Location annotation dataset excerpts
════════════════
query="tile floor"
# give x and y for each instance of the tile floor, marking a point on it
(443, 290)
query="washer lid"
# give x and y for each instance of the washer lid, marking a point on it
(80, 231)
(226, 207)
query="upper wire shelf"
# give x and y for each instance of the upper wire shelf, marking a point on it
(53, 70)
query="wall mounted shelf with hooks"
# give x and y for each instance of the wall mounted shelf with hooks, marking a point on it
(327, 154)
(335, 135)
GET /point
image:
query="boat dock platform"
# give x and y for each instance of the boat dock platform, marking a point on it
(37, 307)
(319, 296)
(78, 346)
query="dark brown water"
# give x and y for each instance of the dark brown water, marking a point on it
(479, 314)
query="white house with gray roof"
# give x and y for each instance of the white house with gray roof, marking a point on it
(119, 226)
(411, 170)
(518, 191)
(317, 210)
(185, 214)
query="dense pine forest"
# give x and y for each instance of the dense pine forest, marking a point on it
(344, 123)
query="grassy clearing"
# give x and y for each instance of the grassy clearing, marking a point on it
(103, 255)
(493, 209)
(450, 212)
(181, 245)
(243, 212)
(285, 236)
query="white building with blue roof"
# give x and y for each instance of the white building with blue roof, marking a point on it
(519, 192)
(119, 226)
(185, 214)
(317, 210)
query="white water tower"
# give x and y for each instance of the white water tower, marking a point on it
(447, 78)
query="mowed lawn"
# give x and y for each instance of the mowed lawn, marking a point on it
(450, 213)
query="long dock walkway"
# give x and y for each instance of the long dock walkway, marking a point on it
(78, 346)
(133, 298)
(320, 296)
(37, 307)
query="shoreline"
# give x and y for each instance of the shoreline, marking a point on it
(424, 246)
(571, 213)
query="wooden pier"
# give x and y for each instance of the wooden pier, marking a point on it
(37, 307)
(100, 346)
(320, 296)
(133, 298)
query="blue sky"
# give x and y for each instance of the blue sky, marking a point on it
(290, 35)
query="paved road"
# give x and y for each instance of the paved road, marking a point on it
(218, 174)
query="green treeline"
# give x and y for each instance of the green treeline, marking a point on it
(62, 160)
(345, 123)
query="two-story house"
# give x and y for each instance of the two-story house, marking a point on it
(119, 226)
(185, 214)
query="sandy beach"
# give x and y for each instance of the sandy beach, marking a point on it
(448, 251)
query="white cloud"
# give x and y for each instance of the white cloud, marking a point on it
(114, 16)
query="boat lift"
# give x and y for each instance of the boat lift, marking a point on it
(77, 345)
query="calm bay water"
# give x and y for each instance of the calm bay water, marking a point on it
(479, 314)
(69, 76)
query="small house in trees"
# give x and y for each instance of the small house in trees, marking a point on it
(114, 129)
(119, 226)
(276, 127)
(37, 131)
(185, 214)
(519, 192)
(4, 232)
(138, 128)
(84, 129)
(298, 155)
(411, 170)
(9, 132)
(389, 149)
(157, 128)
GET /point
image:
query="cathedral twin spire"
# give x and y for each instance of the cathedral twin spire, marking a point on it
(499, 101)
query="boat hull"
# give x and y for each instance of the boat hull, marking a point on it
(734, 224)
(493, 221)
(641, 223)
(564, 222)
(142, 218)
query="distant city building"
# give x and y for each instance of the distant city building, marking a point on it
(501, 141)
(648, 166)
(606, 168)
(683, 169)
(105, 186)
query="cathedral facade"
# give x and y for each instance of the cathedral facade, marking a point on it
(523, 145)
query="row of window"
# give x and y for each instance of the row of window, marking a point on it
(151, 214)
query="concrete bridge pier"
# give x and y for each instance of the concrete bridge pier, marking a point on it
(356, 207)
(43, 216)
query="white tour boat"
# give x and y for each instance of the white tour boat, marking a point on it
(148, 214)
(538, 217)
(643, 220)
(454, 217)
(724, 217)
════════════════
**Given problem:** Your task is to transcribe the listing above in full, exactly as given.

**Correct answer:**
query="tile floor"
# give x and y for each instance of the tile floor, marking a point on it
(443, 290)
query="washer lid"
# give x and y for each instance of the washer lid, marking a point on it
(80, 231)
(226, 207)
query="upper wire shelf"
# give x and y for each instance of the upper wire shelf, marking a point on it
(53, 70)
query="wall mounted shelf with hooks"
# give x and y for each instance of the wall mounted shelf with hooks, marking a point on it
(327, 154)
(335, 135)
GET /point
image:
query="boat dock platform"
# give x and y for each instance of the boat dock platform, marking a point on it
(37, 307)
(319, 296)
(78, 346)
query="dark brown water"
# give x and y for each instance of the dark brown water, marking a point on it
(479, 314)
query="white house with gray roof"
# give x and y for each instance of the white house with gray roof, marking a point on it
(119, 226)
(411, 170)
(518, 191)
(317, 210)
(185, 214)
query="dense pine forest"
# give x and y for each instance of the dense pine forest, marking a point on it
(344, 123)
query="grassy clearing"
# give x and y for each instance of the grassy clearing, marking a point on it
(103, 255)
(493, 209)
(450, 212)
(181, 245)
(243, 212)
(285, 236)
query="white building with blue roof"
# give x and y for each instance of the white building with blue roof, marking a point on it
(519, 192)
(119, 226)
(185, 214)
(317, 210)
query="white water tower"
# give x and y for each instance of the white water tower, marking a point on it
(447, 78)
query="mowed lawn"
# give x and y for each instance of the mowed lawn, marking a point on it
(450, 213)
query="long dock walkway"
# give x and y for each instance of the long dock walkway, marking a point on it
(78, 346)
(133, 298)
(320, 296)
(37, 307)
query="shoreline"
# give x and y for each instance of the shoreline, marking a point on it
(424, 246)
(571, 213)
query="wooden pier"
# give x and y for each instance of the wooden pier, marking a point on it
(37, 307)
(100, 346)
(320, 296)
(133, 298)
query="blue sky"
# give x and y for each instance of the blue sky, marking a point on it
(290, 35)
query="paved road"
# give x and y for each instance of the paved road, marking a point on it
(218, 174)
query="green treeline"
# give x and y for each instance of the green treeline, marking a point on it
(62, 160)
(345, 123)
query="two-story house"
# give x and y for each instance of the two-story house, marking a point on it
(119, 226)
(185, 214)
query="sandy beach"
# give x and y for each instance of the sandy beach, marking a point on it
(448, 251)
query="white cloud"
# give x and y for each instance of the white cloud, marking a point on it
(114, 16)
query="boat lift"
# give x and y for each instance of the boat lift, marking a point on it
(77, 345)
query="calm bay water"
# give x and y for each instance of the calm bay water, marking a point on it
(479, 314)
(69, 76)
query="small house in trees"
# give x and y for each instance of the small house in trees, marking a point on it
(114, 129)
(119, 226)
(276, 127)
(37, 131)
(185, 214)
(519, 192)
(4, 232)
(138, 128)
(84, 129)
(298, 155)
(411, 170)
(9, 132)
(389, 149)
(157, 128)
GET /point
image:
query="cathedral twin spire"
# give x and y for each instance of the cathedral twin spire, marking a point on it
(499, 101)
query="boat hull"
# give x and y for each instance of the boat hull, marking a point on it
(734, 224)
(493, 221)
(641, 223)
(564, 222)
(142, 218)
query="distant city building"
# give x and y for each instance of the distant city building, marking a point on it
(501, 141)
(648, 166)
(606, 168)
(683, 169)
(105, 186)
query="cathedral facade"
# give x and y for each instance of the cathedral facade, marking a point on it
(523, 145)
query="row of window"
# give x and y for each instance of the row of window, marking a point on it
(151, 214)
query="concrete bridge pier"
# give x and y for each instance of the concrete bridge pier, marking a point on it
(356, 207)
(43, 216)
query="white tour boat"
# give x and y for each instance of the white tour boat, marking a point on it
(148, 214)
(538, 217)
(643, 220)
(454, 217)
(724, 217)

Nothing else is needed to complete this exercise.